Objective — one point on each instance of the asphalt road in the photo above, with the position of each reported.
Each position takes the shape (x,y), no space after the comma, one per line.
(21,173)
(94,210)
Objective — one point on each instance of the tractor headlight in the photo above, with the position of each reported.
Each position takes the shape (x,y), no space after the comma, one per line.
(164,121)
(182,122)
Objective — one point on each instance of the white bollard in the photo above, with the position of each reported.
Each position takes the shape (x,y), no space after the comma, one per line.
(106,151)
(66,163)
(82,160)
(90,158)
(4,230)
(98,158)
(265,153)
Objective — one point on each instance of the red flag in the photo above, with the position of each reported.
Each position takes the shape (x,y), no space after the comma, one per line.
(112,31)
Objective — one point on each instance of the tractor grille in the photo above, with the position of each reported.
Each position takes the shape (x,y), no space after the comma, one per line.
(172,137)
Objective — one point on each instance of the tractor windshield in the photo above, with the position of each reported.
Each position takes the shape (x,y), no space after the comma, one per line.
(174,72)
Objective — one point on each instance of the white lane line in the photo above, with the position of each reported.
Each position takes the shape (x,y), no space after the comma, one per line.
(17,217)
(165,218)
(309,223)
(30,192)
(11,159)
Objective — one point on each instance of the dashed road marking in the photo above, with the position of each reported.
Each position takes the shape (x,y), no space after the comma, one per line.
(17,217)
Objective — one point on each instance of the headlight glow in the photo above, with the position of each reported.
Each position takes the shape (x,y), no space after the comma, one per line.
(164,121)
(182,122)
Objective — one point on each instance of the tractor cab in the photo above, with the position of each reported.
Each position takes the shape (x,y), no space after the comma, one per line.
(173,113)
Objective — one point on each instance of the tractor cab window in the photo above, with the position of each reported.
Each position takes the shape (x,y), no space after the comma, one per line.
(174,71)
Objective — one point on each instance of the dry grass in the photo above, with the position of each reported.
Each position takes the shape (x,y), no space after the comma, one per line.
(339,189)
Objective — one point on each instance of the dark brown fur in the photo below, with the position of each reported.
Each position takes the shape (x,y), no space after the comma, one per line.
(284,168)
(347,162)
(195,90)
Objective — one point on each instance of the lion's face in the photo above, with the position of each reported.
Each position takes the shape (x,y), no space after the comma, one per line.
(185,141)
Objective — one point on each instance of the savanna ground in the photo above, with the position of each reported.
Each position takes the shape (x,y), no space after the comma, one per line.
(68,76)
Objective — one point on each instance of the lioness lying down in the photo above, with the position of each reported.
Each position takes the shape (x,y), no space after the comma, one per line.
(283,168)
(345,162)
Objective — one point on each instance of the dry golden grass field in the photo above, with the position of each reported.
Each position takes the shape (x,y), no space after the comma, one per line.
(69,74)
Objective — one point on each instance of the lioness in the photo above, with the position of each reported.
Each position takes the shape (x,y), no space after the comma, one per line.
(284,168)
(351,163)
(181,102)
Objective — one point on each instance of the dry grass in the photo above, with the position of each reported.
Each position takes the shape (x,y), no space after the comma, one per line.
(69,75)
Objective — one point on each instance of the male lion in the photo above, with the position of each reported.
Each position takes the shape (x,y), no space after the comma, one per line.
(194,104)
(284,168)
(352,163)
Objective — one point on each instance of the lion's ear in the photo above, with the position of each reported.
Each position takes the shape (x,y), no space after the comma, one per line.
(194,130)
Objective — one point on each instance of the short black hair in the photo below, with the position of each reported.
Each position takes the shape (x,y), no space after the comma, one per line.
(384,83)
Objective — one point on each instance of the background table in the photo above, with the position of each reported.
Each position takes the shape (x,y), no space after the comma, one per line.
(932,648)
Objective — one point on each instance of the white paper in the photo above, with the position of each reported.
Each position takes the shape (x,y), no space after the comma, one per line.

======

# WHAT IS REQUIRED:
Once every line of the material holding the word "tractor" has been counted, report the total and nothing more.

# ANSWER TO THE PROBLEM:
5